* Set problem *
Your task is to return the line containing "Where can the small" plus every line after it, exactly and with nothing added.

* Dataset records *
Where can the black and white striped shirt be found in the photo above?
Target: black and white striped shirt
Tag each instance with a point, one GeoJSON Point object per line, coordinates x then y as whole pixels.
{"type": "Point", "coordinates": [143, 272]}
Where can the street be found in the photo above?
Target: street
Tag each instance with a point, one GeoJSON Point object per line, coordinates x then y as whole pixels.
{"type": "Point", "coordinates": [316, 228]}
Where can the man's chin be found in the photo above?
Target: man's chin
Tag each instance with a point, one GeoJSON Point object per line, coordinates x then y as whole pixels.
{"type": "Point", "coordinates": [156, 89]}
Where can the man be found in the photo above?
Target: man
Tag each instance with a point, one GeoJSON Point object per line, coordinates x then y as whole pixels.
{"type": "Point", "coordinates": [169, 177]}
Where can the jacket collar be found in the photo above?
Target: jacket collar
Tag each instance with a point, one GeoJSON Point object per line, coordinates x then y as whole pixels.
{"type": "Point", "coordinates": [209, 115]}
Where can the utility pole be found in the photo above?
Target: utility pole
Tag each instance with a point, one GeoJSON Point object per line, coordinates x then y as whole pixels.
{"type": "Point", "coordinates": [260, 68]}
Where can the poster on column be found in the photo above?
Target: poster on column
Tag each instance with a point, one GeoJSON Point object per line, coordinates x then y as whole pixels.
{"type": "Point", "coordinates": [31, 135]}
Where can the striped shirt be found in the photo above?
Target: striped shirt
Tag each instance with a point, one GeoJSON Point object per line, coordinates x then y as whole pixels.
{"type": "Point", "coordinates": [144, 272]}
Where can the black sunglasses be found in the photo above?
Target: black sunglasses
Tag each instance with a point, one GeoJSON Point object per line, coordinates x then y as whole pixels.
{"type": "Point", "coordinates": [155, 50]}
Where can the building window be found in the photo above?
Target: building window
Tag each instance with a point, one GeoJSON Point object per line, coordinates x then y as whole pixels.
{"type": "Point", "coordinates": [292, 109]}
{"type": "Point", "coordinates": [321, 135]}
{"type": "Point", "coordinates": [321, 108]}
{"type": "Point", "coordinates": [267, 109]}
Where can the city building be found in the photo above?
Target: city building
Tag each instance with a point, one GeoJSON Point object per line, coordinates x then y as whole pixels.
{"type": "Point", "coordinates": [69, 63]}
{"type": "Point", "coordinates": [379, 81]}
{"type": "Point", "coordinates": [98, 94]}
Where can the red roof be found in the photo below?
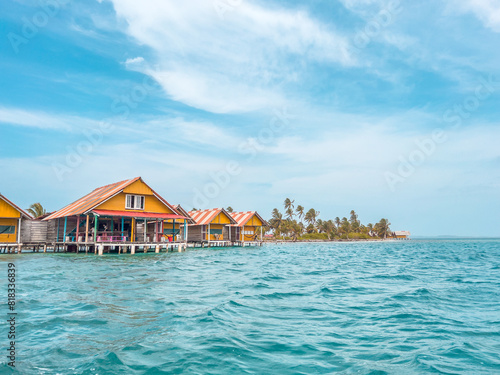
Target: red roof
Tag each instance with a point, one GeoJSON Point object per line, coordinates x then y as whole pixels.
{"type": "Point", "coordinates": [98, 196]}
{"type": "Point", "coordinates": [204, 217]}
{"type": "Point", "coordinates": [145, 215]}
{"type": "Point", "coordinates": [16, 207]}
{"type": "Point", "coordinates": [183, 212]}
{"type": "Point", "coordinates": [244, 217]}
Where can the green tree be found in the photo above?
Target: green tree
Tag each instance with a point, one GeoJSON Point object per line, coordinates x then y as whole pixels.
{"type": "Point", "coordinates": [337, 223]}
{"type": "Point", "coordinates": [36, 210]}
{"type": "Point", "coordinates": [276, 222]}
{"type": "Point", "coordinates": [288, 204]}
{"type": "Point", "coordinates": [345, 227]}
{"type": "Point", "coordinates": [300, 212]}
{"type": "Point", "coordinates": [311, 216]}
{"type": "Point", "coordinates": [383, 228]}
{"type": "Point", "coordinates": [353, 220]}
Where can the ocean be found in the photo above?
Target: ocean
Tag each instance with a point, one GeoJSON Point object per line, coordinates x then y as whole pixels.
{"type": "Point", "coordinates": [402, 307]}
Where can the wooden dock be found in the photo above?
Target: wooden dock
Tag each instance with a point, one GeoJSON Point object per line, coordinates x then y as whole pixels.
{"type": "Point", "coordinates": [116, 248]}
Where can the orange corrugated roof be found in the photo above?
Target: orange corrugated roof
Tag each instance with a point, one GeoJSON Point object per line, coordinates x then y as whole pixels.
{"type": "Point", "coordinates": [98, 196]}
{"type": "Point", "coordinates": [205, 217]}
{"type": "Point", "coordinates": [181, 211]}
{"type": "Point", "coordinates": [16, 207]}
{"type": "Point", "coordinates": [243, 217]}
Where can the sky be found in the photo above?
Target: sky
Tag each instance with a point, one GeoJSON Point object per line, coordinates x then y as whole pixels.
{"type": "Point", "coordinates": [387, 107]}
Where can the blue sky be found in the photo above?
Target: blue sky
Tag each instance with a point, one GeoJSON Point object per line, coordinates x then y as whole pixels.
{"type": "Point", "coordinates": [390, 108]}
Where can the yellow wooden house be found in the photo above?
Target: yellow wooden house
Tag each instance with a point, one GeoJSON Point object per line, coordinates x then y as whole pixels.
{"type": "Point", "coordinates": [210, 225]}
{"type": "Point", "coordinates": [249, 226]}
{"type": "Point", "coordinates": [11, 218]}
{"type": "Point", "coordinates": [124, 212]}
{"type": "Point", "coordinates": [173, 229]}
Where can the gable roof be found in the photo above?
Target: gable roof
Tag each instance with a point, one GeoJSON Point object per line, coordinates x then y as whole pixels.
{"type": "Point", "coordinates": [23, 213]}
{"type": "Point", "coordinates": [98, 196]}
{"type": "Point", "coordinates": [204, 217]}
{"type": "Point", "coordinates": [183, 212]}
{"type": "Point", "coordinates": [244, 217]}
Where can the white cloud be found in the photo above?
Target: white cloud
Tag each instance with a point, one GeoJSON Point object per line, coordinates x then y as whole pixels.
{"type": "Point", "coordinates": [43, 120]}
{"type": "Point", "coordinates": [231, 63]}
{"type": "Point", "coordinates": [488, 11]}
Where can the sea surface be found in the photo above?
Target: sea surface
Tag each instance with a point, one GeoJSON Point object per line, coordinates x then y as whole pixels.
{"type": "Point", "coordinates": [406, 307]}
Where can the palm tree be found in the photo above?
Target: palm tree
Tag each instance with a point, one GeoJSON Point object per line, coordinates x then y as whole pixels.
{"type": "Point", "coordinates": [320, 224]}
{"type": "Point", "coordinates": [276, 222]}
{"type": "Point", "coordinates": [289, 205]}
{"type": "Point", "coordinates": [300, 212]}
{"type": "Point", "coordinates": [337, 222]}
{"type": "Point", "coordinates": [354, 221]}
{"type": "Point", "coordinates": [345, 226]}
{"type": "Point", "coordinates": [36, 210]}
{"type": "Point", "coordinates": [383, 228]}
{"type": "Point", "coordinates": [311, 216]}
{"type": "Point", "coordinates": [369, 227]}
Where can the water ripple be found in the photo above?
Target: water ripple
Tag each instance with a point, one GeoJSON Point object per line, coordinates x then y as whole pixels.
{"type": "Point", "coordinates": [412, 307]}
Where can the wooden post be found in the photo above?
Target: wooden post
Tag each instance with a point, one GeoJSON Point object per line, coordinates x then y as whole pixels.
{"type": "Point", "coordinates": [96, 227]}
{"type": "Point", "coordinates": [19, 230]}
{"type": "Point", "coordinates": [65, 226]}
{"type": "Point", "coordinates": [87, 231]}
{"type": "Point", "coordinates": [77, 231]}
{"type": "Point", "coordinates": [132, 233]}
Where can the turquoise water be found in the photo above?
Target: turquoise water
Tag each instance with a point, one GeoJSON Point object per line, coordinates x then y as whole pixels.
{"type": "Point", "coordinates": [413, 307]}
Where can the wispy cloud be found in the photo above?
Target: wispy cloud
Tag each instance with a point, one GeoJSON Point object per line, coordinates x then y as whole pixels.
{"type": "Point", "coordinates": [488, 11]}
{"type": "Point", "coordinates": [234, 64]}
{"type": "Point", "coordinates": [43, 120]}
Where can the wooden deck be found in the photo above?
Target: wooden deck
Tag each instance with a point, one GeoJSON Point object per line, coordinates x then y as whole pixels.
{"type": "Point", "coordinates": [101, 248]}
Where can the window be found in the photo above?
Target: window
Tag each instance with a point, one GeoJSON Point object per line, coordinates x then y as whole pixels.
{"type": "Point", "coordinates": [134, 202]}
{"type": "Point", "coordinates": [7, 229]}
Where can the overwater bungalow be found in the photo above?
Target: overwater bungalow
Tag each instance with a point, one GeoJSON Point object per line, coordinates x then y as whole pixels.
{"type": "Point", "coordinates": [249, 226]}
{"type": "Point", "coordinates": [211, 226]}
{"type": "Point", "coordinates": [173, 230]}
{"type": "Point", "coordinates": [126, 212]}
{"type": "Point", "coordinates": [12, 218]}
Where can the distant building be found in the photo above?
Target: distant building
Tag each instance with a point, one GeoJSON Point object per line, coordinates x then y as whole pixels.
{"type": "Point", "coordinates": [11, 218]}
{"type": "Point", "coordinates": [402, 235]}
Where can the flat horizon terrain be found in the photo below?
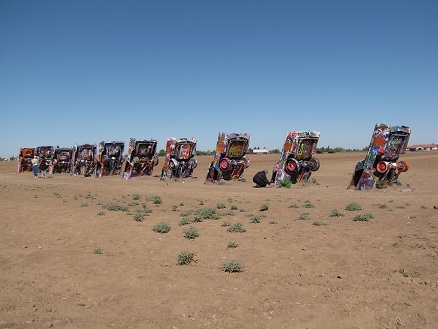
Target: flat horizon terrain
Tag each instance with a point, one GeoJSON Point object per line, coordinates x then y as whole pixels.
{"type": "Point", "coordinates": [73, 255]}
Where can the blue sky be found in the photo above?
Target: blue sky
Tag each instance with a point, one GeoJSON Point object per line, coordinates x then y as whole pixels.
{"type": "Point", "coordinates": [86, 71]}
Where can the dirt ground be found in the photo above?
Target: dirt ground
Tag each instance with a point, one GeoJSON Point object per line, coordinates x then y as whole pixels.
{"type": "Point", "coordinates": [68, 261]}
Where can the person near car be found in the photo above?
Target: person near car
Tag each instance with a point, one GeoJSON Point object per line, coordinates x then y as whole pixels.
{"type": "Point", "coordinates": [43, 167]}
{"type": "Point", "coordinates": [261, 180]}
{"type": "Point", "coordinates": [35, 167]}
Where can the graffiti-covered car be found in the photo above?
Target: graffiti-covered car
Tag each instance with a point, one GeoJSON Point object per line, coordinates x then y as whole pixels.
{"type": "Point", "coordinates": [83, 160]}
{"type": "Point", "coordinates": [109, 158]}
{"type": "Point", "coordinates": [180, 158]}
{"type": "Point", "coordinates": [25, 159]}
{"type": "Point", "coordinates": [62, 159]}
{"type": "Point", "coordinates": [141, 159]}
{"type": "Point", "coordinates": [229, 160]}
{"type": "Point", "coordinates": [45, 153]}
{"type": "Point", "coordinates": [381, 166]}
{"type": "Point", "coordinates": [296, 160]}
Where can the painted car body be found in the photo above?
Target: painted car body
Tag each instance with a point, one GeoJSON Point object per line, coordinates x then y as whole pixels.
{"type": "Point", "coordinates": [109, 158]}
{"type": "Point", "coordinates": [25, 159]}
{"type": "Point", "coordinates": [141, 159]}
{"type": "Point", "coordinates": [83, 155]}
{"type": "Point", "coordinates": [381, 166]}
{"type": "Point", "coordinates": [296, 160]}
{"type": "Point", "coordinates": [180, 158]}
{"type": "Point", "coordinates": [229, 160]}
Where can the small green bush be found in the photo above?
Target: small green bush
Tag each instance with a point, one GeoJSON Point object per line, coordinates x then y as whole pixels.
{"type": "Point", "coordinates": [308, 204]}
{"type": "Point", "coordinates": [232, 266]}
{"type": "Point", "coordinates": [336, 213]}
{"type": "Point", "coordinates": [184, 221]}
{"type": "Point", "coordinates": [161, 227]}
{"type": "Point", "coordinates": [186, 213]}
{"type": "Point", "coordinates": [185, 257]}
{"type": "Point", "coordinates": [115, 207]}
{"type": "Point", "coordinates": [220, 205]}
{"type": "Point", "coordinates": [255, 219]}
{"type": "Point", "coordinates": [353, 207]}
{"type": "Point", "coordinates": [191, 233]}
{"type": "Point", "coordinates": [236, 228]}
{"type": "Point", "coordinates": [207, 213]}
{"type": "Point", "coordinates": [304, 216]}
{"type": "Point", "coordinates": [155, 199]}
{"type": "Point", "coordinates": [138, 216]}
{"type": "Point", "coordinates": [264, 207]}
{"type": "Point", "coordinates": [363, 218]}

* Reply *
Where can the small green bush be found in the photo above?
Target: small green bush
Tag each instance with a point, one GeoJSON Point object per line, coordinates x then y as whole pixels.
{"type": "Point", "coordinates": [308, 204]}
{"type": "Point", "coordinates": [232, 266]}
{"type": "Point", "coordinates": [336, 213]}
{"type": "Point", "coordinates": [184, 221]}
{"type": "Point", "coordinates": [161, 227]}
{"type": "Point", "coordinates": [186, 213]}
{"type": "Point", "coordinates": [185, 257]}
{"type": "Point", "coordinates": [115, 207]}
{"type": "Point", "coordinates": [220, 205]}
{"type": "Point", "coordinates": [255, 219]}
{"type": "Point", "coordinates": [353, 207]}
{"type": "Point", "coordinates": [191, 233]}
{"type": "Point", "coordinates": [236, 228]}
{"type": "Point", "coordinates": [207, 213]}
{"type": "Point", "coordinates": [304, 216]}
{"type": "Point", "coordinates": [155, 199]}
{"type": "Point", "coordinates": [138, 216]}
{"type": "Point", "coordinates": [264, 207]}
{"type": "Point", "coordinates": [363, 218]}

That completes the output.